# Task brief:
Copy these lines word for word, everything from the line containing "Trace the outline of every instance of the yellow" down to the line containing "M 911 66 L 947", with both of those lines included.
* START Task input *
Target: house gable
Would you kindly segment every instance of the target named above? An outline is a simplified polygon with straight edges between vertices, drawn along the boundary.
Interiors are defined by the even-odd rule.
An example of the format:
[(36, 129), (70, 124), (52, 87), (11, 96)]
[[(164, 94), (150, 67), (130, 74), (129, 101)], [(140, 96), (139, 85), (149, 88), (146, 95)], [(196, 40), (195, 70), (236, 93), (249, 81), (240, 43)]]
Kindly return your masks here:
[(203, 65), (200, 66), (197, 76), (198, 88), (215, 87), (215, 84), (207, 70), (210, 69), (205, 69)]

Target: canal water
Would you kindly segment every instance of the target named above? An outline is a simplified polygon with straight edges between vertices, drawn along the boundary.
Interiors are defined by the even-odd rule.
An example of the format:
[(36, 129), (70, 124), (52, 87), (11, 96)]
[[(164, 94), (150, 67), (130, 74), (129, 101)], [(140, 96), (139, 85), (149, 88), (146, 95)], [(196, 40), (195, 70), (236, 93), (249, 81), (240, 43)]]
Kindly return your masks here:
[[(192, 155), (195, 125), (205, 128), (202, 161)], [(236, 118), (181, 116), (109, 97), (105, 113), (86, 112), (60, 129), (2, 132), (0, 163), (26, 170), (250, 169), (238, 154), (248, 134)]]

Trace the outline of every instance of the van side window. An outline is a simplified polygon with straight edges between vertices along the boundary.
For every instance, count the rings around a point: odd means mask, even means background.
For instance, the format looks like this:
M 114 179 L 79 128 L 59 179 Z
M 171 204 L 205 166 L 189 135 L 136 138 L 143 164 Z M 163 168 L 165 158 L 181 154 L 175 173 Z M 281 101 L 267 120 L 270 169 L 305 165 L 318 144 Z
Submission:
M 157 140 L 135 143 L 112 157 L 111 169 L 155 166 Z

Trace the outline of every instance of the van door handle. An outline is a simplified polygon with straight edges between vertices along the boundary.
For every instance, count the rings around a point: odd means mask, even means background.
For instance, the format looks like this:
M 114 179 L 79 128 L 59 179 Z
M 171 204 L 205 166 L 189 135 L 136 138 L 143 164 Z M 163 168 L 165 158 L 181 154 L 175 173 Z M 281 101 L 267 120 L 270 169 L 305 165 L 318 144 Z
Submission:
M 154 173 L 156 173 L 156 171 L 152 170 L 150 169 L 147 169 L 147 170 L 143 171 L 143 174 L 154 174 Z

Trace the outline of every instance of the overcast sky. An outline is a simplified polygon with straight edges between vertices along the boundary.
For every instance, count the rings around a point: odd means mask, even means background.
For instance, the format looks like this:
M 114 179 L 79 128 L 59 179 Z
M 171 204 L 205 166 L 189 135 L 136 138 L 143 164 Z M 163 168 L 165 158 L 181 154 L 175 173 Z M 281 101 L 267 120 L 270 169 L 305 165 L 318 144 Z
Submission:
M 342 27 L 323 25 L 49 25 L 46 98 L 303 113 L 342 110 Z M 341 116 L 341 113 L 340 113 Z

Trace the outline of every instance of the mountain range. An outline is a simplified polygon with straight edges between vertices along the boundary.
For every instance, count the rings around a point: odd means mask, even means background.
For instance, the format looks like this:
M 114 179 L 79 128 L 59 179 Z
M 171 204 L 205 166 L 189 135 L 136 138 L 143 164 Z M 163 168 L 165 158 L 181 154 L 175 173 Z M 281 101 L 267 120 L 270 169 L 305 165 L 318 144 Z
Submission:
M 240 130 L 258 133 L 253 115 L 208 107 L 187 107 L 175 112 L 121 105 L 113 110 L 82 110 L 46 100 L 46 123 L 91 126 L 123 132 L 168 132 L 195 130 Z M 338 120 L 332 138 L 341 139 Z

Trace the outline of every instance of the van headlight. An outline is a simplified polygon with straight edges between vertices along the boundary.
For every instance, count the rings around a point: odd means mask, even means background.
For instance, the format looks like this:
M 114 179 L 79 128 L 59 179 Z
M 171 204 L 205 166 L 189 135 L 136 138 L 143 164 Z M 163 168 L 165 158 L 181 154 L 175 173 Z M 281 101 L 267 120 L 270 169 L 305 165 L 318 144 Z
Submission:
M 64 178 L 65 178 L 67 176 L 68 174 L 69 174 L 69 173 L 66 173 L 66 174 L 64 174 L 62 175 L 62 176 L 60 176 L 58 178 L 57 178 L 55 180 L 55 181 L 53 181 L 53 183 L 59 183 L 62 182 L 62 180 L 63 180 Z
* END Task input *
* START Task input *
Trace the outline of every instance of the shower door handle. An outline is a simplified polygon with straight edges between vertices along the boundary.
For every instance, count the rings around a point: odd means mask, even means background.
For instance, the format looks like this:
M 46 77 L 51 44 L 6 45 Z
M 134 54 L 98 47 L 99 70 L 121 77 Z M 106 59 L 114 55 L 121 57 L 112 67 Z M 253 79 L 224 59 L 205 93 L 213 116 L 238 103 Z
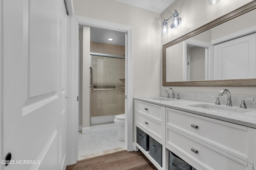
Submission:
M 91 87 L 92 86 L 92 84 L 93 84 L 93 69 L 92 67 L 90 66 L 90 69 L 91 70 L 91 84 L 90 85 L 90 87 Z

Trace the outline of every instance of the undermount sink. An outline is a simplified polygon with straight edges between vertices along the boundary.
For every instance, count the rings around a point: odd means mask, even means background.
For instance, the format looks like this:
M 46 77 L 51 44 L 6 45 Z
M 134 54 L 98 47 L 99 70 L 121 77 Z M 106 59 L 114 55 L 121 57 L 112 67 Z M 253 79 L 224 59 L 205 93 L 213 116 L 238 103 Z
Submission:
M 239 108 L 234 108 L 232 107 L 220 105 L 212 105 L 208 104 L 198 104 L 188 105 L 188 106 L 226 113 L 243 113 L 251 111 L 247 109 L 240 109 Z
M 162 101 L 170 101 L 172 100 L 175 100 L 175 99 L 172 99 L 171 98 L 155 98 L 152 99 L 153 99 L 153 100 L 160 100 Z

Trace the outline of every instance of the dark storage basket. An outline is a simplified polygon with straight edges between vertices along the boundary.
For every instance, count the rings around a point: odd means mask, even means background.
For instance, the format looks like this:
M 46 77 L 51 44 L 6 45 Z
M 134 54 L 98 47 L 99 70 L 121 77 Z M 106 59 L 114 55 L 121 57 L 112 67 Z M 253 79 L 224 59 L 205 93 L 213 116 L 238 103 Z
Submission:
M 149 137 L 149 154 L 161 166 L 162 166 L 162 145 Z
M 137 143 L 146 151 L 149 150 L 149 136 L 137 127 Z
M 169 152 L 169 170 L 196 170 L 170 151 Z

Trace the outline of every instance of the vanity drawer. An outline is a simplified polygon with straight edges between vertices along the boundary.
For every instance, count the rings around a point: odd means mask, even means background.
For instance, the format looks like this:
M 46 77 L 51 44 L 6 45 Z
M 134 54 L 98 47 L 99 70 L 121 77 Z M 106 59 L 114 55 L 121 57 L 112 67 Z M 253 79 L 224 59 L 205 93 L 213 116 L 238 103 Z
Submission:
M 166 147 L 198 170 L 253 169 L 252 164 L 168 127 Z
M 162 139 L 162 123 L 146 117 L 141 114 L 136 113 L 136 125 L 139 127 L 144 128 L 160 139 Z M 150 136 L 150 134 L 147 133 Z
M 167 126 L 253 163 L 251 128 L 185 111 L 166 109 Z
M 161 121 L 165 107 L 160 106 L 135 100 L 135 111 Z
* END Task input *
* START Task input *
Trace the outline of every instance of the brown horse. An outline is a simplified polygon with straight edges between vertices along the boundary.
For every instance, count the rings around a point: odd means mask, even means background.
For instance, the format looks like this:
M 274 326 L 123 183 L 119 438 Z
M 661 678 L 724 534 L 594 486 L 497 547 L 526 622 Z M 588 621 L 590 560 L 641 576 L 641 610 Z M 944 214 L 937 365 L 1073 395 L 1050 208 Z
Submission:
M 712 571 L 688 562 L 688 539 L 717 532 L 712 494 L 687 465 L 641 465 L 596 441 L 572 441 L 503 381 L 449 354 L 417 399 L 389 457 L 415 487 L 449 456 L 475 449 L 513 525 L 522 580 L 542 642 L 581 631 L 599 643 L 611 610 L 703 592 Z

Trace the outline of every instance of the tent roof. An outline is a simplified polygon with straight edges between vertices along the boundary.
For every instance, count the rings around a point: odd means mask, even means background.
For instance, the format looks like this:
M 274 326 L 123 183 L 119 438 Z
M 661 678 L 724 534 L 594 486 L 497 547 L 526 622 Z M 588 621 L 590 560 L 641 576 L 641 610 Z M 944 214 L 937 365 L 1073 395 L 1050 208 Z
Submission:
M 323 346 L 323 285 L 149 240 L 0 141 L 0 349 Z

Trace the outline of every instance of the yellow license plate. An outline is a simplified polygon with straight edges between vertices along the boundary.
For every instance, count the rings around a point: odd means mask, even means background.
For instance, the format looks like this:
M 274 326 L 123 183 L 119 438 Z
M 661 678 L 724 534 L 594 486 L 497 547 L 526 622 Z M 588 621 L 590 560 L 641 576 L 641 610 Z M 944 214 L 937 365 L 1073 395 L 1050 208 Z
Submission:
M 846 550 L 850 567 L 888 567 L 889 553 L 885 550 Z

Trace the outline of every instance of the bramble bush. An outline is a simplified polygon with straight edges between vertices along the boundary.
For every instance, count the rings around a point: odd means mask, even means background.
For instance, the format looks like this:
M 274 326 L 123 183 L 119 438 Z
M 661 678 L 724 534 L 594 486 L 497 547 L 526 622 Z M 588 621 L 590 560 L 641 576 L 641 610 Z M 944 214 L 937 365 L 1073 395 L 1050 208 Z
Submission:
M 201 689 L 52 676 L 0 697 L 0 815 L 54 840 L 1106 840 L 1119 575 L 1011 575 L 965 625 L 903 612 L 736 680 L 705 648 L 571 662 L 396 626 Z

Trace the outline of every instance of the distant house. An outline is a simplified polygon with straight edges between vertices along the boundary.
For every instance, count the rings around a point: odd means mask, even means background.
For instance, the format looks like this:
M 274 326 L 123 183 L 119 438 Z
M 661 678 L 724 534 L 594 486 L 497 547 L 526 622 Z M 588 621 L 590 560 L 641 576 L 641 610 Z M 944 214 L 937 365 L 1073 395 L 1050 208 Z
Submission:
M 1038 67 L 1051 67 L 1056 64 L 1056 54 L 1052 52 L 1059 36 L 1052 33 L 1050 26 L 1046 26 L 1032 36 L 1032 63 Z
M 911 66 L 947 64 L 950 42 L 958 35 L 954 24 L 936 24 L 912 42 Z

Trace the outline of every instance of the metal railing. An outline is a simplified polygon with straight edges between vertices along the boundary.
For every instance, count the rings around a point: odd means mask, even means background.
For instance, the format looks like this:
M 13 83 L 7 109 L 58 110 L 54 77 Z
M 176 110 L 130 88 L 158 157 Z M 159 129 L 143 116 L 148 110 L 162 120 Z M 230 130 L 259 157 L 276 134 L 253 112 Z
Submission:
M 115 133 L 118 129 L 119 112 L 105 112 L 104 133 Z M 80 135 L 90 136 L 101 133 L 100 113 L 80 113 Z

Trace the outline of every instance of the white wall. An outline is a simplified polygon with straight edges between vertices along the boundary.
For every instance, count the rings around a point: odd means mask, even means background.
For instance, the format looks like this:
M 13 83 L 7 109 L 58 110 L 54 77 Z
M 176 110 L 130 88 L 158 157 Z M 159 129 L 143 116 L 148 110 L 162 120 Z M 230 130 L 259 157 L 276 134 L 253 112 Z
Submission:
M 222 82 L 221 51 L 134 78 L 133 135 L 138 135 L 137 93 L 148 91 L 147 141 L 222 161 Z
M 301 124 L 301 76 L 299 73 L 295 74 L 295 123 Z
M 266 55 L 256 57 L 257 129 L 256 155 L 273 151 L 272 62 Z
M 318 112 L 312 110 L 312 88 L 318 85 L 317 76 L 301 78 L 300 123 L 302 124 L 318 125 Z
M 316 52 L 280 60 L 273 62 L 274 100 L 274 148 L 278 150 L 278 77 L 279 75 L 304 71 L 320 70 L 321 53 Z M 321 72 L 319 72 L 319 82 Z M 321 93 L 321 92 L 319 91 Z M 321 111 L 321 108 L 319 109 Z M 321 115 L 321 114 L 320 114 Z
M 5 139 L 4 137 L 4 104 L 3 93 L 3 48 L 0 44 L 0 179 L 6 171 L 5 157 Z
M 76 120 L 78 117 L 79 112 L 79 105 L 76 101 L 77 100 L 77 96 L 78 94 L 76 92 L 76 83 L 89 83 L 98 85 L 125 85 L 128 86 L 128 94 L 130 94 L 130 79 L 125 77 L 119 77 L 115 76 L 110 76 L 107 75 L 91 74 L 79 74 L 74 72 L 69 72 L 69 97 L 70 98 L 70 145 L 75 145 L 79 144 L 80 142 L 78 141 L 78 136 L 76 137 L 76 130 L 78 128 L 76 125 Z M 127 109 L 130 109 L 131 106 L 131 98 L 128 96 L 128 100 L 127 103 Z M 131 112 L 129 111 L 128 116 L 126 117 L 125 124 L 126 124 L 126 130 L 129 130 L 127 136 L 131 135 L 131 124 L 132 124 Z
* END Task input *
# Task response:
Trace the outline of every instance of the yellow license plate. An outline is a simplified polygon with straight edges between vertices along the boundary.
For every instance, count the rings around a point: odd means mask, even means background.
For instance, the format looks like this:
M 274 326 L 123 183 L 119 438 Z
M 661 678 L 724 534 L 594 486 L 497 547 L 526 622 Z M 588 621 L 590 560 L 641 576 L 641 610 Z M 944 214 L 937 365 L 1073 395 L 1050 208 Z
Submission:
M 846 550 L 850 567 L 888 567 L 889 553 L 885 550 Z

Trace the outline of every instance of the bramble bush. An outline is a simplified polygon with straight edges between vertices along the boundary.
For every instance, count the rings around a point: odd means mask, even means background.
For instance, the format looks like this:
M 274 326 L 123 183 L 119 438 Z
M 661 678 L 724 534 L 594 486 L 497 547 L 526 622 Z M 588 621 L 590 560 L 641 576 L 641 610 Z M 944 214 L 937 365 L 1073 395 L 1050 208 Z
Submission:
M 201 689 L 52 676 L 0 697 L 0 815 L 54 840 L 1106 840 L 1119 575 L 1011 575 L 965 625 L 903 612 L 736 680 L 705 648 L 571 662 L 396 626 Z

Trace the outline of every instance of the distant house. An outline is a simplified polygon with straight edges between vertices along the boundary.
For every instance, count the rings around a point: odd means mask, even means background.
For instance, the format looks like this:
M 274 326 L 123 183 L 119 438 Z
M 661 678 L 724 534 L 594 486 L 497 547 L 526 622 Z M 588 621 L 590 560 L 641 576 L 641 610 Z M 944 214 L 937 365 L 1073 395 L 1050 208 Z
Submission:
M 1038 67 L 1051 67 L 1056 64 L 1056 54 L 1052 52 L 1059 36 L 1052 33 L 1050 26 L 1046 26 L 1032 36 L 1032 63 Z
M 911 66 L 947 64 L 950 42 L 958 35 L 954 24 L 936 24 L 912 42 Z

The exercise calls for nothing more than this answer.